[Required actions]
1) For each statement below, say whether it agrees with the article on the National Agriculture Market that follows. Answer yes or no, and quote the exact words of the article that decide it.
(a) The government will launch the National Agriculture Market on April 14.
(b) The plan calls for a separate licence for each mandi.
(c) The electronic platform will at first be deployable in every market in the country.
2) Answer these questions using the article on the National Agriculture Market below.
(a) Which agency is the nodal agency for NAM?
(b) What does NAM plan to use for price discovery?
(c) What provides the backend support for the electronic platform?

START Article

On BR Ambedkar’s birth anniversary on April 14, the government will launch the National Agriculture Market (NAM)—a nationwide electronic trading portal comprising a network of mandis and market yards. It envisions one licence state-wide, a single-point levy and use of electronic auctions for price discovery. Since taxes and charges would apply, that’s why the proposal of a common market, not a single market.
Common market implies no institutional or legal barriers to free circulation of commodities. Farmers or traders can sell with the same freedom across states as within their own state. The Small Farmers’ Agribusiness Consortium (SFAC)—the nodal agency for NAM—has argued that a fragmented and high-cost agricultural economy prevents economies of scale and seamless movement of goods; it seeks to change this by lowering intermediation costs, wastage and ultimately prices for consumers. As for traders, they can benefit from volume expansion. In NAM, the existing mandis provide the backend support for the electronic platform, which will initially be deployable in select regulated markets.
On the face of it, linking all markets on one platform is indeed a welcome step. However, the question remains: To what extent are the systems in place for such an innovative initiative like NAM to take shape and take off?

END Article
START Records provided

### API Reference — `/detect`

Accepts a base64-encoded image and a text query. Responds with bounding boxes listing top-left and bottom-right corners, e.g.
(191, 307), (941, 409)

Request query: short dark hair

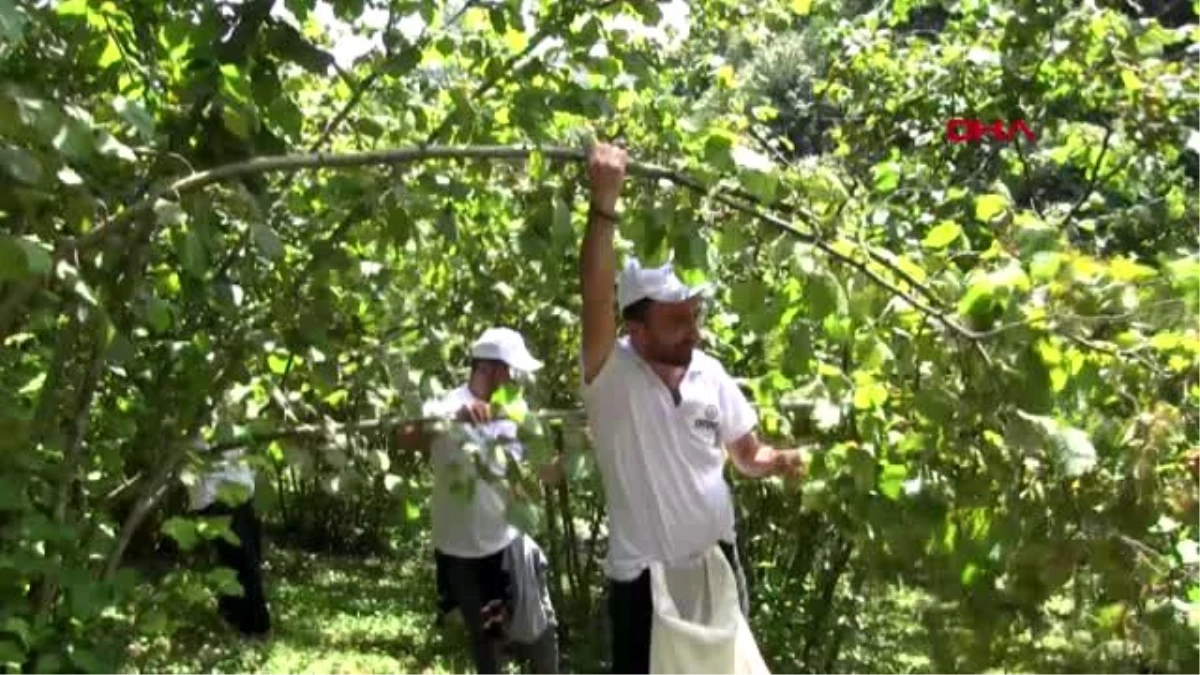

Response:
(620, 298), (653, 323)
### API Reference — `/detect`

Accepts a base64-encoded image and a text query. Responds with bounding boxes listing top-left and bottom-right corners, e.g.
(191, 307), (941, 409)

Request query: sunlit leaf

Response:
(974, 195), (1008, 222)
(920, 221), (962, 249)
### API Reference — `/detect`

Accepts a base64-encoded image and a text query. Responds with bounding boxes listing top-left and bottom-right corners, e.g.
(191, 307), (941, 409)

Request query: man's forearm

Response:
(580, 210), (617, 289)
(733, 444), (779, 478)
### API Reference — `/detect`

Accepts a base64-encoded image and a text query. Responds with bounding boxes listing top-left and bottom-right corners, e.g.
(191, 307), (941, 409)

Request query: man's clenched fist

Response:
(588, 143), (629, 214)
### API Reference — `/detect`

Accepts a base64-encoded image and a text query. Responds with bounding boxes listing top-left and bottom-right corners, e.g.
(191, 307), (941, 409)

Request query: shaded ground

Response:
(124, 533), (475, 674)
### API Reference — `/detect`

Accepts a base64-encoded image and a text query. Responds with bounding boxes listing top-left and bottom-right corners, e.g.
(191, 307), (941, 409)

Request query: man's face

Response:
(630, 298), (703, 368)
(484, 362), (512, 392)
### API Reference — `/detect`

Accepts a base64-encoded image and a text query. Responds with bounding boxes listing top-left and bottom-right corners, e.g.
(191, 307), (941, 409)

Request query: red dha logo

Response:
(946, 119), (1037, 143)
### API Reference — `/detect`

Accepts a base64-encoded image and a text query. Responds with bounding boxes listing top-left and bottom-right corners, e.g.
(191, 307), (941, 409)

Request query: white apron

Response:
(650, 546), (770, 675)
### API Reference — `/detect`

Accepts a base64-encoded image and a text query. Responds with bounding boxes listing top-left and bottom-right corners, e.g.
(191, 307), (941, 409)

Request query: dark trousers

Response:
(434, 540), (558, 675)
(200, 501), (271, 635)
(608, 542), (749, 675)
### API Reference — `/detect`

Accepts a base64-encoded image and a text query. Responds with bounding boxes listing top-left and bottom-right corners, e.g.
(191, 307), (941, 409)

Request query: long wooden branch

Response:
(46, 145), (984, 340)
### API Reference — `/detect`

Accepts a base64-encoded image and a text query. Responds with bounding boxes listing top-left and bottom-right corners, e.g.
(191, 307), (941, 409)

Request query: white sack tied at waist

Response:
(649, 546), (770, 675)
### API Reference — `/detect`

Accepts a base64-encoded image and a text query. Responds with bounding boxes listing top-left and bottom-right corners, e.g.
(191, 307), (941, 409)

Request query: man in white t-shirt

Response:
(187, 449), (271, 637)
(580, 144), (806, 675)
(403, 328), (559, 675)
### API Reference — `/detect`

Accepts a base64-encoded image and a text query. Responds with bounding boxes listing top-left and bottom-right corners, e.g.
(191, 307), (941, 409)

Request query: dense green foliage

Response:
(0, 0), (1200, 673)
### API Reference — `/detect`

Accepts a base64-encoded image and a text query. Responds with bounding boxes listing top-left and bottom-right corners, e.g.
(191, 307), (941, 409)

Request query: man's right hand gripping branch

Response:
(580, 143), (629, 383)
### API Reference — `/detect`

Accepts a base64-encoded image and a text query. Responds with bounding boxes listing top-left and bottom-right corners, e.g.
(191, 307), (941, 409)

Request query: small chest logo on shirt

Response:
(691, 406), (721, 443)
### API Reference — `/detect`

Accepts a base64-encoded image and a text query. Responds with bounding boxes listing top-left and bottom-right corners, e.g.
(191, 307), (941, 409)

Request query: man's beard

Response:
(650, 345), (696, 368)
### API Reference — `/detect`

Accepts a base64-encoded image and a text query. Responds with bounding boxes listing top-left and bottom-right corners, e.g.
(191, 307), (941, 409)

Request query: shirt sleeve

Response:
(580, 342), (622, 404)
(421, 395), (462, 418)
(719, 369), (758, 446)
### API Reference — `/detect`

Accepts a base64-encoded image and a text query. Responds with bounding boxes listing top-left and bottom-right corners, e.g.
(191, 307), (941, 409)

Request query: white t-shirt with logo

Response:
(582, 338), (758, 581)
(425, 387), (523, 557)
(185, 449), (254, 510)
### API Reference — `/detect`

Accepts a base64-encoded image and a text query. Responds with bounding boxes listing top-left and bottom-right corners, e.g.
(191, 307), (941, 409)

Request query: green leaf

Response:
(266, 354), (288, 375)
(920, 220), (962, 249)
(383, 473), (404, 492)
(113, 96), (155, 141)
(179, 229), (208, 279)
(162, 516), (200, 551)
(146, 298), (172, 333)
(0, 0), (29, 44)
(1175, 539), (1200, 565)
(872, 162), (900, 195)
(880, 464), (908, 501)
(154, 199), (187, 227)
(1057, 426), (1097, 478)
(505, 500), (541, 533)
(804, 269), (846, 321)
(0, 145), (42, 185)
(790, 0), (812, 17)
(0, 234), (54, 281)
(812, 399), (841, 431)
(71, 647), (106, 673)
(221, 104), (254, 142)
(976, 193), (1008, 222)
(704, 130), (737, 171)
(34, 653), (62, 675)
(56, 0), (88, 17)
(250, 222), (284, 261)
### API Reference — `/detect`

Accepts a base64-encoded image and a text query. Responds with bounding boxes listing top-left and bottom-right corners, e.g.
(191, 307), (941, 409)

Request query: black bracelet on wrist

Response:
(588, 204), (620, 223)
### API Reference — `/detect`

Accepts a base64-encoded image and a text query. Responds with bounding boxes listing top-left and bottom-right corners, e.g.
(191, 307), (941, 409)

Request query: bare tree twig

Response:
(1060, 126), (1112, 226)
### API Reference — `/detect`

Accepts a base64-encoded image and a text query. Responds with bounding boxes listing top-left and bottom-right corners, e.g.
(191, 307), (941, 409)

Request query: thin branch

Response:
(1060, 126), (1112, 227)
(979, 298), (1187, 338)
(55, 145), (982, 340)
(1013, 138), (1046, 220)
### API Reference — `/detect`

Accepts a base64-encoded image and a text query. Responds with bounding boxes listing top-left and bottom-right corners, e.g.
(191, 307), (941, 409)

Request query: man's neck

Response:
(467, 378), (492, 401)
(632, 344), (688, 390)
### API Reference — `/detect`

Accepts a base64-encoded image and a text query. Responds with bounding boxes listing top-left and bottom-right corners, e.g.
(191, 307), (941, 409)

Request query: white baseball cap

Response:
(617, 256), (712, 310)
(470, 328), (542, 372)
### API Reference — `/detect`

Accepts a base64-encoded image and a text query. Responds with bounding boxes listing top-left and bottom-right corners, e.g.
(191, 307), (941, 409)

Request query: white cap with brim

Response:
(617, 257), (712, 310)
(470, 328), (542, 374)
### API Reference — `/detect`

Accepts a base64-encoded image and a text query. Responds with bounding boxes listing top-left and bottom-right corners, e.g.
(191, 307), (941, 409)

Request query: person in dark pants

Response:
(402, 328), (560, 675)
(191, 450), (271, 637)
(580, 143), (808, 675)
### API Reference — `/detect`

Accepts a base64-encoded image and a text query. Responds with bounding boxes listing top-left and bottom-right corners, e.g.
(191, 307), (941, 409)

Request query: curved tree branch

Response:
(42, 145), (984, 340)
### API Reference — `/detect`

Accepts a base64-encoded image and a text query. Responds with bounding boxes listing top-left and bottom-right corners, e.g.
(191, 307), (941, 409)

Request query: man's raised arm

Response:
(580, 143), (628, 384)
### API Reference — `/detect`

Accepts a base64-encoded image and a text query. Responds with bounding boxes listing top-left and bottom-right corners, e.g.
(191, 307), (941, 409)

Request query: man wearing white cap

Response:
(580, 144), (806, 675)
(412, 328), (558, 675)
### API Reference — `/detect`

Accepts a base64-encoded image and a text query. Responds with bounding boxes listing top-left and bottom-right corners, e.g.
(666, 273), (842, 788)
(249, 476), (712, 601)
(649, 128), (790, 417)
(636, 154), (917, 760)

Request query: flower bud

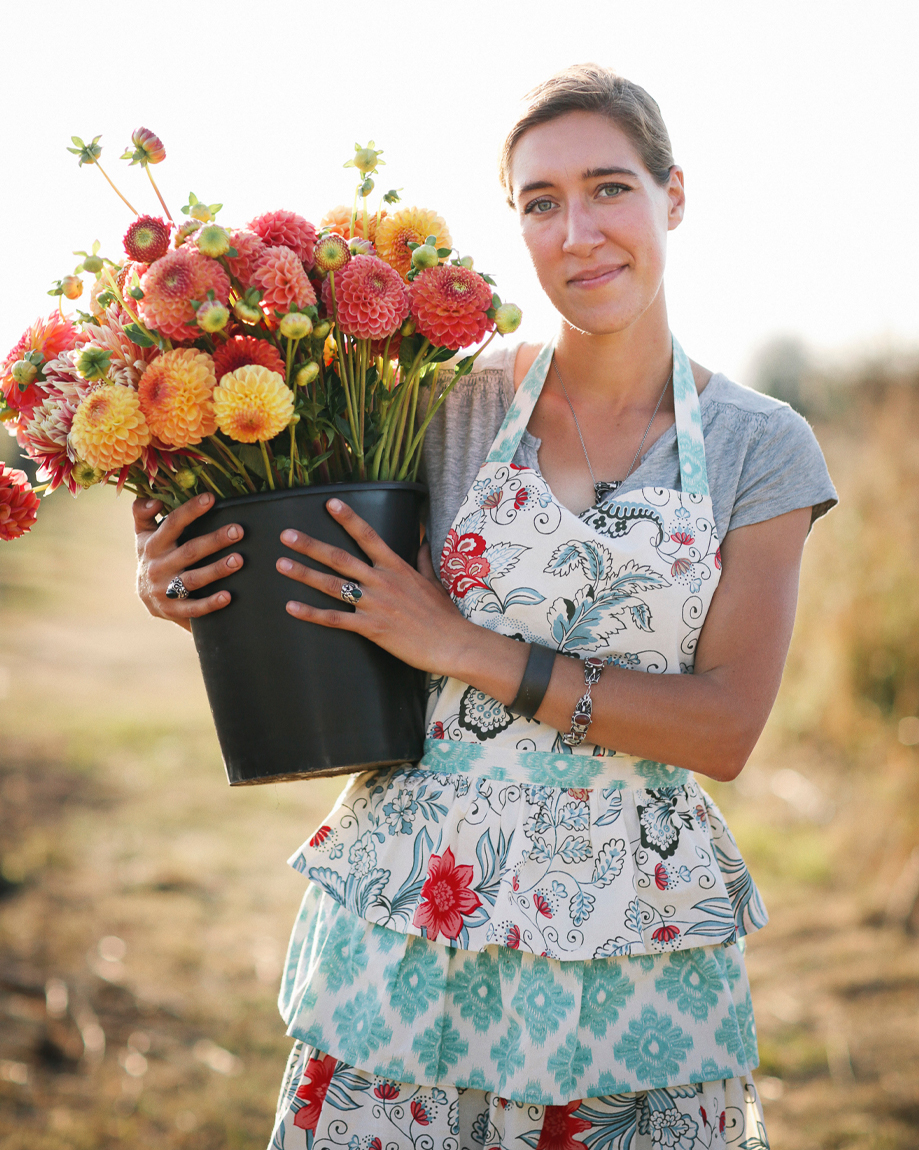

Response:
(175, 467), (198, 491)
(412, 244), (441, 269)
(9, 360), (38, 390)
(281, 312), (313, 339)
(70, 459), (106, 491)
(293, 360), (319, 388)
(233, 299), (265, 324)
(194, 223), (230, 260)
(196, 299), (230, 334)
(495, 304), (523, 336)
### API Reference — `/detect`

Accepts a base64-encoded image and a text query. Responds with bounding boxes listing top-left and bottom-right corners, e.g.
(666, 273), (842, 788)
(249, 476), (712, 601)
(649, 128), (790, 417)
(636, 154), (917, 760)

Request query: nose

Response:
(561, 200), (604, 256)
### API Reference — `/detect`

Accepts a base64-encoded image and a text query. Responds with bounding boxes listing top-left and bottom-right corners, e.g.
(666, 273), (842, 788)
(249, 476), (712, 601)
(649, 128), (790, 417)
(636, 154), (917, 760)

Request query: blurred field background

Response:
(0, 343), (919, 1150)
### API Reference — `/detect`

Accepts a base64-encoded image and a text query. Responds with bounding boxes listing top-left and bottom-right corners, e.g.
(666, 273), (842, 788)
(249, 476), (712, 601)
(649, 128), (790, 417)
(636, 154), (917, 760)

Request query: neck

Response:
(556, 293), (673, 406)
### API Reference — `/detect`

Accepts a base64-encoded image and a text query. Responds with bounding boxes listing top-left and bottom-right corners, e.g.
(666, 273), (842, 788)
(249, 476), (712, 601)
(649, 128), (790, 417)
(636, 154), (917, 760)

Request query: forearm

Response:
(450, 623), (763, 780)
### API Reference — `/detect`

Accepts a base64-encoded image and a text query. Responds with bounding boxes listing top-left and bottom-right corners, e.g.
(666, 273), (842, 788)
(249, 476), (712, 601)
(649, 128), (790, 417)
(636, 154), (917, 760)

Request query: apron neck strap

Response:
(485, 339), (709, 496)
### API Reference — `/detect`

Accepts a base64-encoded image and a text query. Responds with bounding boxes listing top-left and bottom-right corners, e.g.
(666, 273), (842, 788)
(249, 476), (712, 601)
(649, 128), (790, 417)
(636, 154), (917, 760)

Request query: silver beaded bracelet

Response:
(561, 654), (610, 746)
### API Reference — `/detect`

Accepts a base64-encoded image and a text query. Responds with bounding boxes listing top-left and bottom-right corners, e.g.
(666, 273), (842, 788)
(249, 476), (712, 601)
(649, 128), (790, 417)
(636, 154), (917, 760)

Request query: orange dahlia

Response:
(214, 336), (284, 383)
(214, 367), (293, 443)
(227, 228), (265, 288)
(246, 212), (316, 267)
(122, 216), (173, 263)
(140, 245), (230, 339)
(374, 208), (453, 279)
(322, 255), (408, 339)
(251, 246), (316, 321)
(70, 383), (150, 472)
(137, 347), (217, 447)
(408, 265), (495, 350)
(0, 463), (38, 541)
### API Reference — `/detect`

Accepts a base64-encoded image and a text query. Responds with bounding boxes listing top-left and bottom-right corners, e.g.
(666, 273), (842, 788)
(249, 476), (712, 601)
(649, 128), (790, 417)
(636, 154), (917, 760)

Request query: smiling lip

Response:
(568, 263), (626, 288)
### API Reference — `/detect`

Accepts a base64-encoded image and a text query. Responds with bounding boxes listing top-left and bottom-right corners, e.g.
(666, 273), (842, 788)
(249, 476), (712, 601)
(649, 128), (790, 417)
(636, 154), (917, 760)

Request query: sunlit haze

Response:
(0, 0), (919, 381)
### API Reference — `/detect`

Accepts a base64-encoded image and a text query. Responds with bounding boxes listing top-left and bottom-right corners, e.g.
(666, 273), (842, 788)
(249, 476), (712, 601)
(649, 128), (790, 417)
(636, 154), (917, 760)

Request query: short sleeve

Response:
(729, 405), (838, 529)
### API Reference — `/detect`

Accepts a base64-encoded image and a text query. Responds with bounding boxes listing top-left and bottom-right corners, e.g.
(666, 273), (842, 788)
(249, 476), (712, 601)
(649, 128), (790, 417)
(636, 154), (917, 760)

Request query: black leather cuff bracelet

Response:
(507, 643), (558, 719)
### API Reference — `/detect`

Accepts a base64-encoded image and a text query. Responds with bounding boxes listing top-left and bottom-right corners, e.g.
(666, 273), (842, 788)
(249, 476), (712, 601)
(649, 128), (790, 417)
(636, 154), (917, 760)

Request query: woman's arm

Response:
(277, 500), (811, 780)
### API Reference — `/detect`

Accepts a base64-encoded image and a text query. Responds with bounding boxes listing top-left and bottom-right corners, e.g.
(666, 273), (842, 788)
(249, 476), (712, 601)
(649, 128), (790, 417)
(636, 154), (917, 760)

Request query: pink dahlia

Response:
(214, 336), (284, 383)
(122, 216), (173, 263)
(0, 312), (77, 419)
(322, 255), (408, 339)
(0, 463), (38, 541)
(408, 265), (495, 348)
(246, 212), (316, 266)
(227, 228), (266, 288)
(252, 247), (316, 322)
(140, 246), (230, 339)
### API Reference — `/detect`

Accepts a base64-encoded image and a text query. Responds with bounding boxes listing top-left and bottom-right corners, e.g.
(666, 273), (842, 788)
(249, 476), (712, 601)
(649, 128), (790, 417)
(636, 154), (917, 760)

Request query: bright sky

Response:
(0, 0), (919, 381)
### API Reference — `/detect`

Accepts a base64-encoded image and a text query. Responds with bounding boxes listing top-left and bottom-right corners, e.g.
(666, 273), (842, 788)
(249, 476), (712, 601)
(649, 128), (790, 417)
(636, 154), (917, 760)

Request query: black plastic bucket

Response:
(183, 482), (426, 787)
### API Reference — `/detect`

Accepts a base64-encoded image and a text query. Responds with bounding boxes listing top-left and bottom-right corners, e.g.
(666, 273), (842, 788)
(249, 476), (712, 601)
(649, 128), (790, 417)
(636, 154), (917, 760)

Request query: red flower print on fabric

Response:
(536, 1098), (590, 1150)
(441, 527), (491, 599)
(293, 1055), (338, 1130)
(412, 846), (482, 942)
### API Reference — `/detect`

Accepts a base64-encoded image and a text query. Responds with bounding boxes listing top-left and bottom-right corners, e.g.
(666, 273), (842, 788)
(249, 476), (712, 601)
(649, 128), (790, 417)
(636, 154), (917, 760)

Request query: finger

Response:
(326, 499), (401, 566)
(181, 552), (243, 591)
(284, 530), (377, 583)
(288, 599), (363, 631)
(131, 499), (163, 535)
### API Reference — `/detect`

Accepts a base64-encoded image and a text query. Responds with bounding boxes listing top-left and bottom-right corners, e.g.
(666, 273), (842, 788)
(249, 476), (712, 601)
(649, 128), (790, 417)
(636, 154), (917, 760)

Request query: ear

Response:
(666, 163), (686, 231)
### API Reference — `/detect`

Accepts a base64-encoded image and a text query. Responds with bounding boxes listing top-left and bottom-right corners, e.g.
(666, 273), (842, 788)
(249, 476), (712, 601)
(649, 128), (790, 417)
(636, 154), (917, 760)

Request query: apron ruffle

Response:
(290, 763), (767, 961)
(279, 884), (757, 1105)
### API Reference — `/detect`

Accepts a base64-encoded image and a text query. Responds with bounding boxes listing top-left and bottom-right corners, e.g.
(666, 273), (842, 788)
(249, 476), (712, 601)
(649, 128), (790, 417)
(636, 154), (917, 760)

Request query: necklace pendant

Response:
(593, 480), (622, 504)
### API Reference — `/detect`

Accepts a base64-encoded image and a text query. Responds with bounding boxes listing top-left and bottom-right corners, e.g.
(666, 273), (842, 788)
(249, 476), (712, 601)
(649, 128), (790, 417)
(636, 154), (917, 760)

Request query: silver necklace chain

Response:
(552, 355), (673, 504)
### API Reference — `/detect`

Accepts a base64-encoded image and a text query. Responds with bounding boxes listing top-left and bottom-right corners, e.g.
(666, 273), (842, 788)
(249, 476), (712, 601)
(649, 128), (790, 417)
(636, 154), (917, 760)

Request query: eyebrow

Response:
(520, 168), (638, 196)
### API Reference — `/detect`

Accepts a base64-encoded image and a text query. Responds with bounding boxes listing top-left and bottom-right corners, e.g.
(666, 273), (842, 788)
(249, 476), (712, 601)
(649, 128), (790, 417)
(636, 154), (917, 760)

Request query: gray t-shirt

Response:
(420, 346), (837, 566)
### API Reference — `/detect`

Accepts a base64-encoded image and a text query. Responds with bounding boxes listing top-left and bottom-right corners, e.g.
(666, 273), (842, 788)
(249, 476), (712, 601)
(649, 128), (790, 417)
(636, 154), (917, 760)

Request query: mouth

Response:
(568, 263), (626, 290)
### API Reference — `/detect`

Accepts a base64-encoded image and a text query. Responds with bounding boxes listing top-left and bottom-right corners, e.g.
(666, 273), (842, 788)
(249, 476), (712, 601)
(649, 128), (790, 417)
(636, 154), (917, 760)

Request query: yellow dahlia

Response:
(376, 208), (453, 281)
(214, 365), (293, 443)
(70, 383), (150, 472)
(137, 347), (217, 447)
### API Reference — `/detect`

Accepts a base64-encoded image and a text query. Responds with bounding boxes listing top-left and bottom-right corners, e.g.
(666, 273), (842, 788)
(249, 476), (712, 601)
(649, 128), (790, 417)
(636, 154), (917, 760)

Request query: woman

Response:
(137, 66), (835, 1150)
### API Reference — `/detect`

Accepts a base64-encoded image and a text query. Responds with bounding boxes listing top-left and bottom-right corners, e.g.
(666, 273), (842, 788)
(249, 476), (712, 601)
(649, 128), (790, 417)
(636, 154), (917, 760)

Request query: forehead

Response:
(510, 112), (650, 193)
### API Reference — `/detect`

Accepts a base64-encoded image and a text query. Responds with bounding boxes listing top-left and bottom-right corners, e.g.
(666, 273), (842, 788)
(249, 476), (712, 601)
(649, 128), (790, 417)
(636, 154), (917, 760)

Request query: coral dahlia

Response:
(408, 265), (495, 348)
(375, 208), (453, 281)
(137, 347), (217, 447)
(227, 228), (266, 288)
(322, 255), (408, 339)
(0, 463), (38, 541)
(0, 312), (77, 419)
(214, 336), (284, 383)
(252, 246), (316, 327)
(122, 216), (171, 263)
(70, 383), (150, 472)
(246, 212), (316, 267)
(140, 246), (230, 339)
(214, 367), (293, 443)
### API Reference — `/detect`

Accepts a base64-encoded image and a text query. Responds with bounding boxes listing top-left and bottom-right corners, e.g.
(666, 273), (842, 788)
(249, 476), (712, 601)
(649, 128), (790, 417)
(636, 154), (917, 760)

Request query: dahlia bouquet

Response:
(0, 128), (520, 539)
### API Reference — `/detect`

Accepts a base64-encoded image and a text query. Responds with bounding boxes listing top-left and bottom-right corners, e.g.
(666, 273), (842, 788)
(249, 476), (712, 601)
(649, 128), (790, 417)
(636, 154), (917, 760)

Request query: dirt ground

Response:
(0, 480), (919, 1150)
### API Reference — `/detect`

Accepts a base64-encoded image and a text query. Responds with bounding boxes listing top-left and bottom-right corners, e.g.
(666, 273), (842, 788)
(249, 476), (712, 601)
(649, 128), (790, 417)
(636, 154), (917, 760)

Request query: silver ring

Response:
(339, 583), (363, 607)
(166, 575), (189, 599)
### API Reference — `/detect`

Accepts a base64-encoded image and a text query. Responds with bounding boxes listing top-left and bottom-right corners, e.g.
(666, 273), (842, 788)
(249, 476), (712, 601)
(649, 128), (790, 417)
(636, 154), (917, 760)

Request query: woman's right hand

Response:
(133, 495), (243, 631)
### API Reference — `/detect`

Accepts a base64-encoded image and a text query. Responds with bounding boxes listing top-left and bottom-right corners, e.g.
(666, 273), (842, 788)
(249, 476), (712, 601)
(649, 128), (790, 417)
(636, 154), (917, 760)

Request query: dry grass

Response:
(0, 372), (919, 1150)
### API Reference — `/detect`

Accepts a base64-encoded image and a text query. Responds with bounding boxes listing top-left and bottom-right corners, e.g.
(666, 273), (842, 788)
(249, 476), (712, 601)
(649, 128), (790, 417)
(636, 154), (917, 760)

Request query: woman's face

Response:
(511, 112), (684, 335)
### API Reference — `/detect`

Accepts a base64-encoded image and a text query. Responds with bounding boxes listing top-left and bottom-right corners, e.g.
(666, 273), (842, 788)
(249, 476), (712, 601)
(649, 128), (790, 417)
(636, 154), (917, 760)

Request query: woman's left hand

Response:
(276, 499), (472, 675)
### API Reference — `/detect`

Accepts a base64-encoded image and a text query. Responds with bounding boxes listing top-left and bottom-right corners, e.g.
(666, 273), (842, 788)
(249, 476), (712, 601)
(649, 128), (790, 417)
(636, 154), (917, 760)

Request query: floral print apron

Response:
(271, 340), (767, 1150)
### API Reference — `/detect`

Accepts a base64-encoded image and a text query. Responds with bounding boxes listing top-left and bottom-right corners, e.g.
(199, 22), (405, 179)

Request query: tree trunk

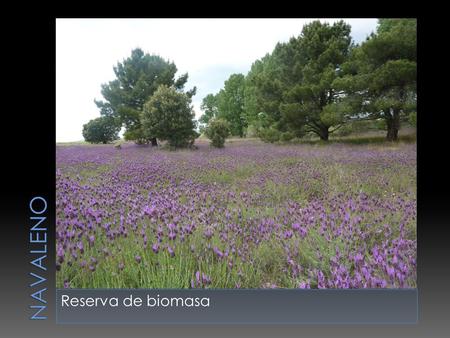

END Records provided

[List of solutions]
1)
(a) Yes: "On BR Ambedkar’s birth anniversary on April 14, the government will launch the National Agriculture Market (NAM)"
(b) No: "It envisions one licence state-wide"
(c) No: "which will initially be deployable in select regulated markets"

2)
(a) The Small Farmers’ Agribusiness Consortium (SFAC)
(b) Electronic auctions
(c) The existing mandis